*The tasks*:
**A)** In the post about raising children abroad, where and in what year was Elladan born?
**B)** According to the post about raising children abroad, what did Goldberry tell the writer she was not? List every item.
**C)** Reproduce the passage of the post about raising children abroad that opens with the words containing "TCK's know it" and closes with "welcome you home.".

Goldberry is the opposite of Luthien. She is vivacious, fun, and outgoing. We knew she would do well at boarding school but there was something we did not take into account. While Goldberry is much more interactive and aware than Luthien she is also much more emotional. She really struggled this last semester being away from Mom and Dad. She failed algebra and that hurt her emotionally too. One day she told me that she was not good at anything, she was not talented, was not intelligent, was not special. I lost my temper. I told her in no uncertain terms that grades, clever tricks, or physical ability meant nothing in the Kingdom. Love was everything and no one could love others like Goldberry. She is sensitive to others, she includes others, she is a good friend. No, she does not juggle or play soccer well. But she is great in the Kingdom and I am grateful for such a daughter. She wants more than anything- at the moment- to be a cross-cultural worker like Dad and Mom. She wants to tell the world about Jesus.

The boys come next.
Elladan was born in England in 1999. He is wiry, strong, and thinks he is a gymnast. The fact that all the furniture in our house is broken is a testamony to this. He is not crazy about school and Arwen is going to home school him this next year to see if she can motivate him better. He stays locked away in our yard too much of the time. The neighborhood boys just throw rocks at the foreigner whenever they see him out. He has a bad attitude about the people of Middle Earth even though it is the only home he knows and would not want to live anywhere else. He loves camping and I try and take him out to the villages when I can. Elrohir was born just two years ago and is a small tank in motion. He is a chunk of a kid with the sweetest attitude you could ever hope to see in a child. He loves to sit and play quietly with Woody and Buzz of Toy Story fame and play for hours. Probably due to the dual language issues he does not speak at all yet. The only thing he can say with any consistency is, "To infinity and beyond!" of course, quoting Buzz.

I guess the purpose of this post is obvious. There are great advantages to raising kids here and there are great challenges. The kids will never be the same as a result of what we have done to them by bringing them here. I think that our Father is going to take them and make them exceptional humans as a result of being here. They don't know their grandparents or extended families at all. They don't like the US and don't feel 'at home' there. The truth is they, like me, will never 'feel' at home anywhere. This might be the best lesson of all. We are taught theologically that this world is not our home. Most people around the world do not understand this.
TCK's know it all too well. They understand that they do not belong anywhere in this world and for most of them it drives them to seek somewhere else. A Kingdom not made with hands and ruled by our mighty King. When we get there many of us may have to deal with culture shock. If you do, just look up a TCK, they will proudly welcome you home.

*Location identification entries*:
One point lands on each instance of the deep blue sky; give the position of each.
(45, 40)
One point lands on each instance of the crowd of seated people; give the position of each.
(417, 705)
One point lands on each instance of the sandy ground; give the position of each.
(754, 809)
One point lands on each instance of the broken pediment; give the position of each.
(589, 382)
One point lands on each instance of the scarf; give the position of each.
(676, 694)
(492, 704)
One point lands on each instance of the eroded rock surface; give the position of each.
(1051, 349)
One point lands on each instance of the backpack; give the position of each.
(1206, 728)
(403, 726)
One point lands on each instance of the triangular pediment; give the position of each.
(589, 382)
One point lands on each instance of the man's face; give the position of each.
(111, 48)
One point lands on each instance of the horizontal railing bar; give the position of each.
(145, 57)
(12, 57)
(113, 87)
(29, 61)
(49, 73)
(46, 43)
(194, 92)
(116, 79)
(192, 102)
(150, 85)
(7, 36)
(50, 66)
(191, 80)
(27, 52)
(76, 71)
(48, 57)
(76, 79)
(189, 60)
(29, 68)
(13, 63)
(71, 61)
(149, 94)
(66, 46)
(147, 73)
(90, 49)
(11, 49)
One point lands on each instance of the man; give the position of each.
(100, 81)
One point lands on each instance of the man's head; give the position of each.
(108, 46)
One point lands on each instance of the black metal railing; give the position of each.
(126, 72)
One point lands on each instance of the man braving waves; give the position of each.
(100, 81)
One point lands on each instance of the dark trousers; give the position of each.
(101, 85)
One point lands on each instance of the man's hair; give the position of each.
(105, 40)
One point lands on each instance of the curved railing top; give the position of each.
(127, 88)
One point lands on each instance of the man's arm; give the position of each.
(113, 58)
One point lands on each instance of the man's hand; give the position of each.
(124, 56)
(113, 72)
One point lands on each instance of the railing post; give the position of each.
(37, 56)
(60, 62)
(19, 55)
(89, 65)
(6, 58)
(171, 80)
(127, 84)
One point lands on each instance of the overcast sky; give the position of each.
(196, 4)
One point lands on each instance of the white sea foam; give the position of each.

*Final results*:
**A)** England, in 1999.

**B)**
- Good at anything
- Talented
- Intelligent
- Special

**C)**
TCK's know it all too well. They understand that they do not belong anywhere in this world and for most of them it drives them to seek somewhere else. A Kingdom not made with hands and ruled by our mighty King. When we get there many of us may have to deal with culture shock. If you do, just look up a TCK, they will proudly welcome you home.